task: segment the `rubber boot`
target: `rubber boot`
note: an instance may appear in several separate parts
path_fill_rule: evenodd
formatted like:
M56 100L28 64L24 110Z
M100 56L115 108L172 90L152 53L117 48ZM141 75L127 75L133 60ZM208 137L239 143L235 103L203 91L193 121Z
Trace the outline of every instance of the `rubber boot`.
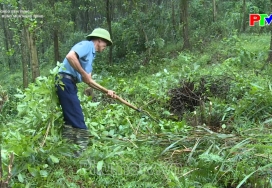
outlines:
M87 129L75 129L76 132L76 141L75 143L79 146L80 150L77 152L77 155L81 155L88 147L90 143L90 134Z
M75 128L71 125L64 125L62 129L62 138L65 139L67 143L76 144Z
══════
Problem:
Going over every line of the entries, tally those containing the string "rubber" and report only the figure.

Result for this task:
3